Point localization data
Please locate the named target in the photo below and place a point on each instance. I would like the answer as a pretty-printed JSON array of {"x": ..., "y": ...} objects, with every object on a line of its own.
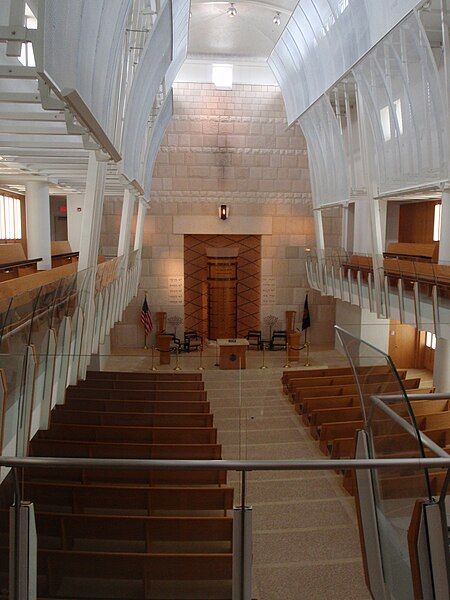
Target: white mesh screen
[
  {"x": 399, "y": 84},
  {"x": 327, "y": 161},
  {"x": 153, "y": 65},
  {"x": 159, "y": 128},
  {"x": 323, "y": 40},
  {"x": 180, "y": 18},
  {"x": 81, "y": 51}
]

Task item
Your reply is the full set of entries reproduced exactly, with images omitted.

Task response
Please locate the named target in the photo below and place a point on each instance. I would like the answer as a pretty-printed JSON array of {"x": ..., "y": ...} objects, with every object on a line of its own.
Target: white mesh screen
[
  {"x": 399, "y": 84},
  {"x": 327, "y": 161},
  {"x": 153, "y": 65},
  {"x": 159, "y": 128},
  {"x": 323, "y": 40},
  {"x": 180, "y": 18},
  {"x": 81, "y": 51}
]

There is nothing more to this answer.